Supplied passage:

————————

09 Aug The Jewish Agency: Rebuilding the Land of Israel
In 1908, a new office in the World Zionist Organization was established. The new office was named “HaMisrad HaEretz Yisraeli” which literally translates to “The Land of Israel Office”. The office operated out of Ottoman-controlled Jaffa and served as the operational branch of the Zionist Organization in the region. At the time, the responsibilities of the office were to represent the Jews living in the Land of Israel in dealings with the Turkish sultan and other foreign dignitaries, to aid and promote Jewish immigration to the Land of Israel, and to buy land for those Jews to settle.
In Theodore Herzl’s book “The Jewish State”, Herzl envisioned the Jewish people as an independent nation, settled on their own land. The Land of Israel Office, which eventually became the Jewish Agency, was based upon Herzl’s organizational ideas for how to make the dream of a Jewish state a reality.
Between 1904 and 1914, a wave of around thirty-five thousand Jews, predominantly Russian, moved to Ottoman-controlled Palestine. Now referred to as the Second Aliyah (literally; the Second Immigration in Hebrew), the influx of Jewish immigration made the purchase of land particularity urgent. With the aid of the Jewish National Fund, the Land of Israel Office bought land for the immigrants to settle in modern-day northern Israel and in the Negev desert. In a joint operation with the Jewish National fund, the Land of Israel Office purchased land for Jewish immigration over the following decades.

————————

Given data:
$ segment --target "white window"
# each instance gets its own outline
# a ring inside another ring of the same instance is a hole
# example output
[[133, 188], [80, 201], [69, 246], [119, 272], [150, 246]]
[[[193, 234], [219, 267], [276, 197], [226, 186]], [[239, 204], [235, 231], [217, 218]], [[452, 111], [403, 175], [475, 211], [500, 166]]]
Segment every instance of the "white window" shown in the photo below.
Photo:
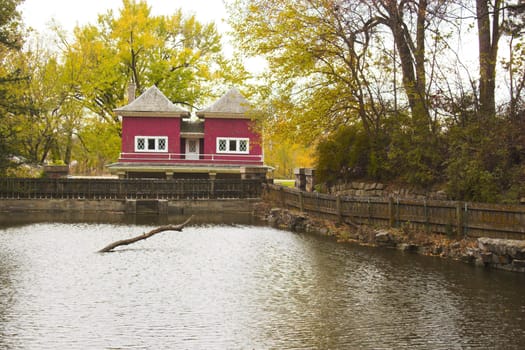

————————

The task: Please state the city the Land of Israel Office operated out of, according to the Jewish Agency passage. The entries are separate material and have no connection to the passage about the Jewish Agency.

Exercise result: It operated out of Ottoman-controlled Jaffa.